* **What is being asked**
Go to the line containing "Expected: one point per instance of the yellow lightning" in the records below and print it and every following line exactly, on through the line containing "Expected: one point per instance of the blonde", then stop.

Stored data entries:
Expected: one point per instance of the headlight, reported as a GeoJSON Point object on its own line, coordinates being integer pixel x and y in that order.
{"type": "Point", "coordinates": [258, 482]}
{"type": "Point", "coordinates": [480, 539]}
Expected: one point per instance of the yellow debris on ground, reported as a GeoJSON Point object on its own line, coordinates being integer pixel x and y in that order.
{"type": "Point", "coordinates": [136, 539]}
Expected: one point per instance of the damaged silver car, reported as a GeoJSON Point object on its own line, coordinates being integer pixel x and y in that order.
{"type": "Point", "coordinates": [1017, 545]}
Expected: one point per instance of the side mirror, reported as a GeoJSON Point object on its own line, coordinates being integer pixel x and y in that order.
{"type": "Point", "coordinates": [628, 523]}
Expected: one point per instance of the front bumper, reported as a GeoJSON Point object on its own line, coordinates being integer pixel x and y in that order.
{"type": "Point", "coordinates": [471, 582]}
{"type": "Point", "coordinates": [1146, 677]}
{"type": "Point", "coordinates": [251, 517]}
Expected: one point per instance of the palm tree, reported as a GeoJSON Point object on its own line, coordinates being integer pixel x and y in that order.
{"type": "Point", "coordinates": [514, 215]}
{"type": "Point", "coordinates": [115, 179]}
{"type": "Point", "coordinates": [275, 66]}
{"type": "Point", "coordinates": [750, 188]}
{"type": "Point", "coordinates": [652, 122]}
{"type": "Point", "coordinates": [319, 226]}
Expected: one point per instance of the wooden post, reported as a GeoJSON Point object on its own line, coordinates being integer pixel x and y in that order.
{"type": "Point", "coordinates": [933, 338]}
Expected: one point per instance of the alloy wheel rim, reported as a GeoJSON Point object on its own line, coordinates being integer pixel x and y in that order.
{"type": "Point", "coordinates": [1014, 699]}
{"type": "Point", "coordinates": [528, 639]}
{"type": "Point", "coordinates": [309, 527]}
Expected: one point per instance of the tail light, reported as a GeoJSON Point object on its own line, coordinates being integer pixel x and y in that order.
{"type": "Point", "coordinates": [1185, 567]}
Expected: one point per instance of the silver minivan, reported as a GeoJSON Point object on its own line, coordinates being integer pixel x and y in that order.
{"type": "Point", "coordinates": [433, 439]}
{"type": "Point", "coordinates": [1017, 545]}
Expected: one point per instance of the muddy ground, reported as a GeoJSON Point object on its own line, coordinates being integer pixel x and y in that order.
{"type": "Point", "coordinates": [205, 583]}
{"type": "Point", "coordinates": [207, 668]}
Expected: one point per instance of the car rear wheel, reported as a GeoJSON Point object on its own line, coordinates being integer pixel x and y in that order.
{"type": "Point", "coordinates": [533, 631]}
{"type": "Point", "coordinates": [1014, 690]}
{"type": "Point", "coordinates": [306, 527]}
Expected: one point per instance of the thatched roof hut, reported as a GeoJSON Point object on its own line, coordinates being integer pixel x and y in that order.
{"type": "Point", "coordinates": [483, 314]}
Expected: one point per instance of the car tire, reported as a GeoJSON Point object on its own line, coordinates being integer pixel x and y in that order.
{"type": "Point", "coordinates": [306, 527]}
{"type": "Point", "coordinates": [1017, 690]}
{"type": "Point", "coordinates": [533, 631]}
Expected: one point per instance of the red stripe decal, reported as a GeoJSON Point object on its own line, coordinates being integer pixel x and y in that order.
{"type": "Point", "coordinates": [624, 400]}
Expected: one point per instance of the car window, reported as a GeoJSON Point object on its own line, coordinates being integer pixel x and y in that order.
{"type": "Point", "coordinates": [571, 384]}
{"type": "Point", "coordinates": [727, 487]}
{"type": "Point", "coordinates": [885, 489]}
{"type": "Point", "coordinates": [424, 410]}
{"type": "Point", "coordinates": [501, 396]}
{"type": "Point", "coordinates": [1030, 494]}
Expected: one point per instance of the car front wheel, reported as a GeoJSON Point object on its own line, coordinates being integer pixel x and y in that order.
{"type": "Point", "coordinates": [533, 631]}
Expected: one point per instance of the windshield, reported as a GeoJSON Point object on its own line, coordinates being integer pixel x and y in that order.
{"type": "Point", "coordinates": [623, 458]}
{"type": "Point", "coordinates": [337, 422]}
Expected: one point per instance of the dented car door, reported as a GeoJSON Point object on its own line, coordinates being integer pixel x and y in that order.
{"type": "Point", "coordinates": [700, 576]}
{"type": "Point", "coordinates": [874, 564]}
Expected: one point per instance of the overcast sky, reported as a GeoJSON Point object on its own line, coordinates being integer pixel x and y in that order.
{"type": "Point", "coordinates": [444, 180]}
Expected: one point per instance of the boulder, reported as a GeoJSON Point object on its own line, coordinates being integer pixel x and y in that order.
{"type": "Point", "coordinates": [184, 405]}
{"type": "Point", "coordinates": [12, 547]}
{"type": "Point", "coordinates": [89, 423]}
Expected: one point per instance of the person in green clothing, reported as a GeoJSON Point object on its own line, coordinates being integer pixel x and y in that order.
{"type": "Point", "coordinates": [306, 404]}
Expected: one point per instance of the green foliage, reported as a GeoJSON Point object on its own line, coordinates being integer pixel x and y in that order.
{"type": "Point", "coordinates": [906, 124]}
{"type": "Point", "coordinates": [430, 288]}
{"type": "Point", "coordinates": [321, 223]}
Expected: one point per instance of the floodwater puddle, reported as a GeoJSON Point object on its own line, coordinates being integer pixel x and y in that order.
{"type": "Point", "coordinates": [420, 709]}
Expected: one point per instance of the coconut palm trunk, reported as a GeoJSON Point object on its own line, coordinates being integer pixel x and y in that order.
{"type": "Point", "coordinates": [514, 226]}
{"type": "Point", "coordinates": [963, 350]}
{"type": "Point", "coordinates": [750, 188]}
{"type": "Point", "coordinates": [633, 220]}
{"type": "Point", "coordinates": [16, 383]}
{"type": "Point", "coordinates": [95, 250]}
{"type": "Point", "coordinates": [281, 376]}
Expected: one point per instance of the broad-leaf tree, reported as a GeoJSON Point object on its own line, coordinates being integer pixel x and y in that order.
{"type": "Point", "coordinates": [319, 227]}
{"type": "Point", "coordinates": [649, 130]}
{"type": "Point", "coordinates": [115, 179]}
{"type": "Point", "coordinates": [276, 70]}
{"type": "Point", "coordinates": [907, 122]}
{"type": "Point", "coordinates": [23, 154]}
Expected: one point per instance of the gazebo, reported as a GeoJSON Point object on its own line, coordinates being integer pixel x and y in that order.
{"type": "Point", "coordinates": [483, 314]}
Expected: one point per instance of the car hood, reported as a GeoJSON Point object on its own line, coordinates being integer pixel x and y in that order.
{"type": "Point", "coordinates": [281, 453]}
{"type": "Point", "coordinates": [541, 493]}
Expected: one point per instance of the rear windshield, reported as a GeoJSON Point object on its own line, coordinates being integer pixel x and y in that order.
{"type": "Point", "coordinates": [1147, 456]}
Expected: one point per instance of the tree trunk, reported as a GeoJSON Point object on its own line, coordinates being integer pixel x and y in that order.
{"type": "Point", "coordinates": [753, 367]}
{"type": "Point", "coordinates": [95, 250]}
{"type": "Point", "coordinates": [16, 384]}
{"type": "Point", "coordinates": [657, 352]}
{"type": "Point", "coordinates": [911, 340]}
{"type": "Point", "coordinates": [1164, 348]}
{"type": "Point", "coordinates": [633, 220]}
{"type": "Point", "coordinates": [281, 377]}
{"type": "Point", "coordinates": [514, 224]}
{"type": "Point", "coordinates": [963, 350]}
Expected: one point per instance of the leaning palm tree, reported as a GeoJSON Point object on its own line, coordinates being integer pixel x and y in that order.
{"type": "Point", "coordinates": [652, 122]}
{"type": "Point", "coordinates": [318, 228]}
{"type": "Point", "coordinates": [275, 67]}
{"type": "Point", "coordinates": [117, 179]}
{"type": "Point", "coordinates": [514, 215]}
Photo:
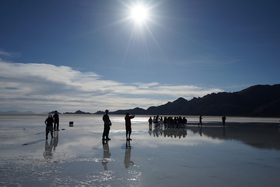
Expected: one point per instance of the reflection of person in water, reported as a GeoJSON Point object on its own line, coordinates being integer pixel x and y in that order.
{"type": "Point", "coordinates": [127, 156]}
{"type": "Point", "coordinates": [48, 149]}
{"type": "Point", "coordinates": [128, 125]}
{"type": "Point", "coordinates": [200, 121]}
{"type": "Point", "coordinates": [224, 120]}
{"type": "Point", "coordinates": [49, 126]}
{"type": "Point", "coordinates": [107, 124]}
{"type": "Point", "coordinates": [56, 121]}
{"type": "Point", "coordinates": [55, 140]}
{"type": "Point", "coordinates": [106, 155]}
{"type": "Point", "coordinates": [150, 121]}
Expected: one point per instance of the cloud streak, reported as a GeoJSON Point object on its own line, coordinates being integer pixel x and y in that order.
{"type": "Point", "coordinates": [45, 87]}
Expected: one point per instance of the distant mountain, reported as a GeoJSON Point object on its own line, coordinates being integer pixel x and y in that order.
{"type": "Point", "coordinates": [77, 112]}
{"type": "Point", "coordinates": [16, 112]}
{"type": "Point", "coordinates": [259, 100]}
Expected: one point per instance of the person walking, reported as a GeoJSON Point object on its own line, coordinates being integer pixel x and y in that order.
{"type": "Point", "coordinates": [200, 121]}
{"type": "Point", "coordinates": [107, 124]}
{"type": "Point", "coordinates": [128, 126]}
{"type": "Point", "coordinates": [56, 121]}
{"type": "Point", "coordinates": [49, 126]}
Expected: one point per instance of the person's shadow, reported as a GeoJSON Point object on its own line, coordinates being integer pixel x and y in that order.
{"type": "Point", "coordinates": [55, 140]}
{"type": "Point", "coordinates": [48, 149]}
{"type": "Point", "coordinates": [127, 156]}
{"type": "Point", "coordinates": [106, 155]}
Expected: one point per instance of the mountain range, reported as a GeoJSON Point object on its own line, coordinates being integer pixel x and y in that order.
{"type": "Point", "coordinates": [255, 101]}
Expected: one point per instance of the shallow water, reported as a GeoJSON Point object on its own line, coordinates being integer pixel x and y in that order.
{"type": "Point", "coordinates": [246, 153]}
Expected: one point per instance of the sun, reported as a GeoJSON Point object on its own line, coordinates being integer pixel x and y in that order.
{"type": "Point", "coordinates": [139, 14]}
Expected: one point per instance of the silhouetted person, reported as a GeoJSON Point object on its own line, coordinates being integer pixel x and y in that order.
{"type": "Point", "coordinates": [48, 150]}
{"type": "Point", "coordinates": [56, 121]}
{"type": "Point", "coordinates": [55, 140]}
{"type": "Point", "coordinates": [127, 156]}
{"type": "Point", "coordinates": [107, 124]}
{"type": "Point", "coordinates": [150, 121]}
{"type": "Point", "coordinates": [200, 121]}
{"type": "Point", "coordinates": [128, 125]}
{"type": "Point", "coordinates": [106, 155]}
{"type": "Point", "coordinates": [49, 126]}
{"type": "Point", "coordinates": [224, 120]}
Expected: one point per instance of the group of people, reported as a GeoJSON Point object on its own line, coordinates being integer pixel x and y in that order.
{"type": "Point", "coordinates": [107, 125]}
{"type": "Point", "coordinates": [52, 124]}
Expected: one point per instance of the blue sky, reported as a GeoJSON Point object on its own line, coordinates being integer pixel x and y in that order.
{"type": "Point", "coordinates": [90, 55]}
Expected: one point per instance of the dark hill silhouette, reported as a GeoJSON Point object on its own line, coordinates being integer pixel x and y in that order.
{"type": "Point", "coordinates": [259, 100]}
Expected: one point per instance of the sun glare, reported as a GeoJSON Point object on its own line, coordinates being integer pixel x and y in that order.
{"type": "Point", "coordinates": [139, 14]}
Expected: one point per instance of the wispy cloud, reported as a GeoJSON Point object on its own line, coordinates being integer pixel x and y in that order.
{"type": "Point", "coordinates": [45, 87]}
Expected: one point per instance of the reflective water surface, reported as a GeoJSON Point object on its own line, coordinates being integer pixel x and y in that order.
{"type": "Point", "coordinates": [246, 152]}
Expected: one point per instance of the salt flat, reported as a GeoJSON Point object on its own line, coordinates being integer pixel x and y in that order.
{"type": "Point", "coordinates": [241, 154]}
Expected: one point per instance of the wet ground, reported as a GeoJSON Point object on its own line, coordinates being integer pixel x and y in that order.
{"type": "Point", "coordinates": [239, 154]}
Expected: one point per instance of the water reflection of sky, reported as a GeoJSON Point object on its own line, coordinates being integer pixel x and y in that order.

* * *

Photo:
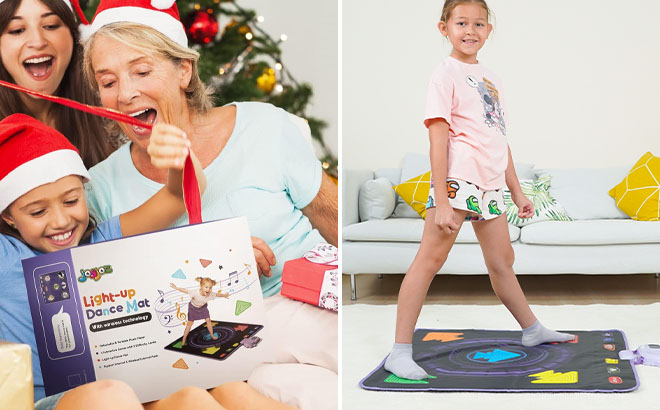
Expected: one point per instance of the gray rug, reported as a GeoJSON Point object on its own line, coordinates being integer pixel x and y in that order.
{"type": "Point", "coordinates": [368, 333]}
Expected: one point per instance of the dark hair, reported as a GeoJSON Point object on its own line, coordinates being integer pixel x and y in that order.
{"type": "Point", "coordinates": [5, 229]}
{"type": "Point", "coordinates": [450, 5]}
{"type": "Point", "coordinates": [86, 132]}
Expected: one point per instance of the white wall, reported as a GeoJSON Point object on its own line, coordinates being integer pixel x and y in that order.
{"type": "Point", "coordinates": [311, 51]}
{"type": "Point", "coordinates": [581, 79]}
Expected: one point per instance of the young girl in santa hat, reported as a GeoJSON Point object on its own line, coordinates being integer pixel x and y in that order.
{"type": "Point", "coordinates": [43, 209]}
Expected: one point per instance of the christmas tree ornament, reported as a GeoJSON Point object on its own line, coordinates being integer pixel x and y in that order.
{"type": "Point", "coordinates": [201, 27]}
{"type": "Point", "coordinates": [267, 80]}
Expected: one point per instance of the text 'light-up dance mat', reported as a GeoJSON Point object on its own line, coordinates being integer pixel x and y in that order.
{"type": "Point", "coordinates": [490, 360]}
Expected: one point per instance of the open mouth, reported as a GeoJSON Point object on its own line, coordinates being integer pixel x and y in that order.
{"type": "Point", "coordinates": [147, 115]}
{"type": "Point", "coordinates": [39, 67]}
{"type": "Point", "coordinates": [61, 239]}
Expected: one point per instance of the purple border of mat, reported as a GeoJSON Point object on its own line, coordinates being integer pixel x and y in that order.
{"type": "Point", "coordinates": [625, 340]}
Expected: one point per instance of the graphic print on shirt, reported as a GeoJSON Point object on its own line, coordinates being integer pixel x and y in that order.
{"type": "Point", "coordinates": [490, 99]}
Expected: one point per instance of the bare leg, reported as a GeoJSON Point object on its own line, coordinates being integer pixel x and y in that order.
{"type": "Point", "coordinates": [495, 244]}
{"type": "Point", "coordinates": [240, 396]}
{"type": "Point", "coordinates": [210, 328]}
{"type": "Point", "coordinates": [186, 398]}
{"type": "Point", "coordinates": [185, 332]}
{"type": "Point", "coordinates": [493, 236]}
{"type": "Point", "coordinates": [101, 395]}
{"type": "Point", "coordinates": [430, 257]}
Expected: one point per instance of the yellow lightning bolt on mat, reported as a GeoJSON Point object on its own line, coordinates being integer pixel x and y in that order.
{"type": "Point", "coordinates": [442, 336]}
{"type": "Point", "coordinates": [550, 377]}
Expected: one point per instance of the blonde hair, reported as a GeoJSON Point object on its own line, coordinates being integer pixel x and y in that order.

* * *

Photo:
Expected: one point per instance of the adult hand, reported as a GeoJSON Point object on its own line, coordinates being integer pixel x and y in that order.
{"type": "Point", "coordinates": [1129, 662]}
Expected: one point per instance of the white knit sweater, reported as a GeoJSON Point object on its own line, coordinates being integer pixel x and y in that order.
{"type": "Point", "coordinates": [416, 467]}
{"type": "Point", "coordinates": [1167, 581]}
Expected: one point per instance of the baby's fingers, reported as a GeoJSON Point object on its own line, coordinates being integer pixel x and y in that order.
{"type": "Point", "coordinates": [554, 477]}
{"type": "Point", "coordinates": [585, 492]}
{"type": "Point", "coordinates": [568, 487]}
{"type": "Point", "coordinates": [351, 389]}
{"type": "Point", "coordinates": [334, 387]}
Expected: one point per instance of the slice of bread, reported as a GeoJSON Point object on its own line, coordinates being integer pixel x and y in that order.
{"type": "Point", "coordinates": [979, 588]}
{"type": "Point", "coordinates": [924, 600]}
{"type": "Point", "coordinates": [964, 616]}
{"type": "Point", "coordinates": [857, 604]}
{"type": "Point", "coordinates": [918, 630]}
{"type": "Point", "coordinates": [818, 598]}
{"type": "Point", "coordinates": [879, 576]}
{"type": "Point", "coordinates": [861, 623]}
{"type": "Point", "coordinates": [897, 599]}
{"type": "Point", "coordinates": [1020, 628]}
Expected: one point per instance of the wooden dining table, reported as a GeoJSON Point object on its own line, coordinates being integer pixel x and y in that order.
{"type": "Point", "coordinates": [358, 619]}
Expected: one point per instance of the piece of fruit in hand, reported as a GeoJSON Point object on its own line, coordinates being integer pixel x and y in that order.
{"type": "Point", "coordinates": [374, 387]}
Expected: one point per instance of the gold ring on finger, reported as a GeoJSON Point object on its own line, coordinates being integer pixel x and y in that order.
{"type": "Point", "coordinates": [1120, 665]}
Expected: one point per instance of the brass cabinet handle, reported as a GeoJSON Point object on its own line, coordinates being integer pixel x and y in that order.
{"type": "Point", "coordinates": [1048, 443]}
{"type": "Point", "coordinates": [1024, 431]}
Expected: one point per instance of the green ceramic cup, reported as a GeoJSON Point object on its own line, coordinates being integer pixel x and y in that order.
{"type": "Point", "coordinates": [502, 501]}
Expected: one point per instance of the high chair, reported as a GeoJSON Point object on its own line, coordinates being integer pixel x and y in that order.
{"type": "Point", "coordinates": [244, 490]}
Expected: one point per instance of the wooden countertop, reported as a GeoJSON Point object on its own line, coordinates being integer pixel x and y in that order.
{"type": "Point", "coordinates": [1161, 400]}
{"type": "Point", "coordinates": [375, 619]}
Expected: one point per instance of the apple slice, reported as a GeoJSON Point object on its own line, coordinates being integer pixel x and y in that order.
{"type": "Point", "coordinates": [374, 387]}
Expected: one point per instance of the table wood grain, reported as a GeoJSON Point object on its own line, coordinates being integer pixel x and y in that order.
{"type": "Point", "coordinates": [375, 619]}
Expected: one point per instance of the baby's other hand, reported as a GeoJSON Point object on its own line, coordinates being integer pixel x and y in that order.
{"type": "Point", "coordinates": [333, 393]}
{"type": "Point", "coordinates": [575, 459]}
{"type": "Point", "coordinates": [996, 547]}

* **Solution to the problem**
Expected: one point per instance of the yellow lightning bolt on mat, reported as a GeoJSON Point object on its own line, coordinates being integer pixel x and y in that order.
{"type": "Point", "coordinates": [442, 336]}
{"type": "Point", "coordinates": [550, 377]}
Expected: one point per instance of the blonde hair, reported as a GeoJSON Point object on its own line, coordinates being integer pixel x and y in that order.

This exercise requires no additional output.